Exercise tasks:
• A. In the court excerpt, on what basis does the State's counsel argue that the testimony of Naresh Yadav/PW1 should carry weight?
• B. From the court excerpt, extract everything from "treated at Jawaharlal" down to "a planned manner." word for word.

Source document:
8. Per contra, Mr. Abhay Kumar, learned APP appearing

on behalf of the State submitted that there is ample evidence of

the eye-witnesses, who have seen the occurrence. Naresh

Yadav/PW1 has supported the prosecution story. He is the one

who has seen the entire incidence with his own eyes and it is not

a case that the trial court has not appreciated the evidence of

Naresh Yadav/PW1, who is the eye-witnesses. In these

backgrounds, learned counsel submitted that the trial court has

well appreciated all the evidences and the materials on record

and has also taken into consideration the Ext.2/1, the medical

report, which was prepared by the medical officer, who had

attended the PW 4 and in his medical examination report, has

found several charred injury and who later referred him to be

treated at Jawaharlal Nehru Chiktisa Mahavidaylya, Bhagalpur,

where he remained under treatment for one month after the

removal of bullet. The assault as per the PW 1 and PW 4 and

other witnesses goes to prove beyond reasonable doubt that the

appellants with an intention to kill the PW 4 had fired upon him

in a planned manner.

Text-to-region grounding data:
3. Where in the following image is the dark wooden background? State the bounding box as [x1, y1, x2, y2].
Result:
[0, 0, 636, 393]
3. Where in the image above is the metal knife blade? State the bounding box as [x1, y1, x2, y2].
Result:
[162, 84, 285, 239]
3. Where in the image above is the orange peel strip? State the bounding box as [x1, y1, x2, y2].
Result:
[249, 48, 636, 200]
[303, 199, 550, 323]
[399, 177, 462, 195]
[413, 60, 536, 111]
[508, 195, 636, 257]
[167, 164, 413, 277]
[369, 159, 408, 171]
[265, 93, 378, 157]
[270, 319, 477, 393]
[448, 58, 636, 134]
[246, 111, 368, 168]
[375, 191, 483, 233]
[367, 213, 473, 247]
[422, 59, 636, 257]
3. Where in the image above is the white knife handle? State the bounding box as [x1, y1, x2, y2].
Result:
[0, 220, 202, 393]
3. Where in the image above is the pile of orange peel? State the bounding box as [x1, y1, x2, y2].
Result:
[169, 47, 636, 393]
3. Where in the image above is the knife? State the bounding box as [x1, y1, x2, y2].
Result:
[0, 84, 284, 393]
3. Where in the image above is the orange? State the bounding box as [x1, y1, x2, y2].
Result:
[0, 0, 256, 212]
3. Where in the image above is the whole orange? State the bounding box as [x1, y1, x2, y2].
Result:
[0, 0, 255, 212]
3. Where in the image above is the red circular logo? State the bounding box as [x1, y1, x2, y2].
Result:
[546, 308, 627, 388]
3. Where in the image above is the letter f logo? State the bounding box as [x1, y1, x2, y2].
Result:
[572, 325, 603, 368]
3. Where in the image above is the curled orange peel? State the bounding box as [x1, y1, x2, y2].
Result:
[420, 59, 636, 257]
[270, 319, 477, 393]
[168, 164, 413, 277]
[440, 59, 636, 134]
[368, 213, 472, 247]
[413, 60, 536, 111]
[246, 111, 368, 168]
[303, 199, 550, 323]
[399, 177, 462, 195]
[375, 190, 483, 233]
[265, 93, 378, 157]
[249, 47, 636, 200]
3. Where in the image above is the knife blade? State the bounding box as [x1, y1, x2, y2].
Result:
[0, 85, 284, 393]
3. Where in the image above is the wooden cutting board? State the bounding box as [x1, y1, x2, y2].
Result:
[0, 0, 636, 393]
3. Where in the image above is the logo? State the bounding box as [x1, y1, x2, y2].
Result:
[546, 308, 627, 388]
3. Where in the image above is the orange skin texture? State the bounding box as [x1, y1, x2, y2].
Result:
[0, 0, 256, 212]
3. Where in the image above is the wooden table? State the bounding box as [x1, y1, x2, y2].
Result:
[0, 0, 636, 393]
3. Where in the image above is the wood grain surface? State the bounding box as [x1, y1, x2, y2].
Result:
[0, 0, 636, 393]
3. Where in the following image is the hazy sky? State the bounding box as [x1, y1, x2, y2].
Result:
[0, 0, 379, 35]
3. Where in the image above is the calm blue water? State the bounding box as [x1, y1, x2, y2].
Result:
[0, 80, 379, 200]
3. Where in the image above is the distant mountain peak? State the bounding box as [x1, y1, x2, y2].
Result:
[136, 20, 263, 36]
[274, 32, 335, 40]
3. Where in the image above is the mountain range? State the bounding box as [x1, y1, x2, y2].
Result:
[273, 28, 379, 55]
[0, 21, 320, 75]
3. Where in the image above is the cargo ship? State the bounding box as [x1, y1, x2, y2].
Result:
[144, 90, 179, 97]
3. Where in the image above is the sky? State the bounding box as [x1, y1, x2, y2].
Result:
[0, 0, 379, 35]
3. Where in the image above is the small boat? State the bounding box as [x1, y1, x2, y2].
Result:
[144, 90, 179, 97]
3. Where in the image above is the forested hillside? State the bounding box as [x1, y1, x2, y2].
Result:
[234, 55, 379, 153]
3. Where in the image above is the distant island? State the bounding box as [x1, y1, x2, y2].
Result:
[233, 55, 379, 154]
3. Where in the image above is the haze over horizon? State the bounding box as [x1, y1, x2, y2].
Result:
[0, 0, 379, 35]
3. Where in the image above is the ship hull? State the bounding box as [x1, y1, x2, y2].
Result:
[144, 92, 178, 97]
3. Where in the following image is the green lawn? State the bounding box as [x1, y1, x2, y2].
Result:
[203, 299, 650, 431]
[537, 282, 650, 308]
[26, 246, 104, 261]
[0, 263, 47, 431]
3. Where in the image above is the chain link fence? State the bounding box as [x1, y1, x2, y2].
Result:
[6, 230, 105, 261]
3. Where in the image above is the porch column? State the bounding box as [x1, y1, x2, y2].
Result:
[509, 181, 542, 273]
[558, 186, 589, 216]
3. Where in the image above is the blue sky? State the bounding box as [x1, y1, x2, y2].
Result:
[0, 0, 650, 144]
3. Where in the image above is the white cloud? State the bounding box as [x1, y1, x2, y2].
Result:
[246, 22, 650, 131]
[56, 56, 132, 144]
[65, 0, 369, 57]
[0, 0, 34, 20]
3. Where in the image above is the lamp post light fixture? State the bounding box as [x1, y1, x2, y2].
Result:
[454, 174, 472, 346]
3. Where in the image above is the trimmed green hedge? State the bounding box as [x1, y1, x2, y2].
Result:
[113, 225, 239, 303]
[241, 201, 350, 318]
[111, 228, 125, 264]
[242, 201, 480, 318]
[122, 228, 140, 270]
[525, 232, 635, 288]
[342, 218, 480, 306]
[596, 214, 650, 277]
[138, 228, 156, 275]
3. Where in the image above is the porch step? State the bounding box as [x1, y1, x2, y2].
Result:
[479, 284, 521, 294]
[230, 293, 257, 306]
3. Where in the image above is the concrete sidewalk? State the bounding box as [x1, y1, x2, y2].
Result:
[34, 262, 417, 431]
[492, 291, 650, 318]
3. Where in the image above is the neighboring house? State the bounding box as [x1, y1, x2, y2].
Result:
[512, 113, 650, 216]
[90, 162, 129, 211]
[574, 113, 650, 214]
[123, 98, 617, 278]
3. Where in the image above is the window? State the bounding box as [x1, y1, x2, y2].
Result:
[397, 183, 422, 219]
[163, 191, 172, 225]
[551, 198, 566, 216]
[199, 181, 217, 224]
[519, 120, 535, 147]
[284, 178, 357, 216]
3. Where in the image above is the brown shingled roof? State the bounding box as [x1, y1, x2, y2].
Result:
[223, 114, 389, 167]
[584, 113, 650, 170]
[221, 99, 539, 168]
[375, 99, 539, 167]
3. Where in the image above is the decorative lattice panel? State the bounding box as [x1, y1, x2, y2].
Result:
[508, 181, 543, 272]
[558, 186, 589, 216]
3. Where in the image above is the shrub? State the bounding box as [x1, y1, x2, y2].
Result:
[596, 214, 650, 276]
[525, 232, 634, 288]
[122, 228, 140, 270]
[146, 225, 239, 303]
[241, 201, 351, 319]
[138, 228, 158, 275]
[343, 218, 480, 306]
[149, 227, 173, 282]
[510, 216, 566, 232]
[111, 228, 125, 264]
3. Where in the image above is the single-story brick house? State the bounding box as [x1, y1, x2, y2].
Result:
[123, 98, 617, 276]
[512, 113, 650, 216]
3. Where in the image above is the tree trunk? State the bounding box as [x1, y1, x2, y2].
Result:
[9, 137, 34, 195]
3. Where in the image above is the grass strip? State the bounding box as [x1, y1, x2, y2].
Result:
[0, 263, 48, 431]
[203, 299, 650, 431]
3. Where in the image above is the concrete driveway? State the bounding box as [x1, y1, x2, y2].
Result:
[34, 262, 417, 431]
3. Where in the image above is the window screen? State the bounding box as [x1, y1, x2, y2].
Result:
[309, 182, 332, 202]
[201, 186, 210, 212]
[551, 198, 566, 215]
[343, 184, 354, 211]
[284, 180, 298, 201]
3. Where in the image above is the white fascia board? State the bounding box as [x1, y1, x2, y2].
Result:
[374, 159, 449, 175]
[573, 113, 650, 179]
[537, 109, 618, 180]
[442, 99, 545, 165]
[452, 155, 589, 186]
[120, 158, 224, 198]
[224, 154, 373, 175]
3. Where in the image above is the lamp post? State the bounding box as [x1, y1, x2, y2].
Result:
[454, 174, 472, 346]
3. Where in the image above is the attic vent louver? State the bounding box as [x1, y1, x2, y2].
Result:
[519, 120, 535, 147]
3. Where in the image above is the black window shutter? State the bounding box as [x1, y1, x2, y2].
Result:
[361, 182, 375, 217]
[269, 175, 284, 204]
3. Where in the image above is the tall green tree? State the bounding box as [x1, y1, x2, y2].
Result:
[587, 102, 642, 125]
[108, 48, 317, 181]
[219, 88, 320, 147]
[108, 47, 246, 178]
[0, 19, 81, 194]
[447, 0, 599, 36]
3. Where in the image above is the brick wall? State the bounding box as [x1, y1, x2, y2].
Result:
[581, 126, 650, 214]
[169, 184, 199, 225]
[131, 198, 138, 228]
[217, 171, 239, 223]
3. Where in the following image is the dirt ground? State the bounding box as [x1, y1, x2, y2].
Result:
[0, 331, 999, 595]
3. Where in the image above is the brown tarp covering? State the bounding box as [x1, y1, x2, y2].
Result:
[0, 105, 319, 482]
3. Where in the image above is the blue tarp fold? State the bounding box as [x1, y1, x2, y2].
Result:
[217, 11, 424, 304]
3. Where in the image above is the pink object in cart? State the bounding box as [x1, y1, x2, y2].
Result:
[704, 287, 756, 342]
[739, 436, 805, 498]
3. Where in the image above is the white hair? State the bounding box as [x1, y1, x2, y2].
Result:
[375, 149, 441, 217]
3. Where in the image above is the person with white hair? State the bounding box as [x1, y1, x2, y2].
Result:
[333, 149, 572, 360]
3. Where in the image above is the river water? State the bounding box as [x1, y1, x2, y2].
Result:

Task responses:
• A. Counsel says Naresh Yadav/PW1 is an eye-witness who supported the prosecution story. He saw the entire incident with his own eyes.

• B.
treated at Jawaharlal Nehru Chiktisa Mahavidaylya, Bhagalpur,

where he remained under treatment for one month after the

removal of bullet. The assault as per the PW 1 and PW 4 and

other witnesses goes to prove beyond reasonable doubt that the

appellants with an intention to kill the PW 4 had fired upon him

in a planned manner.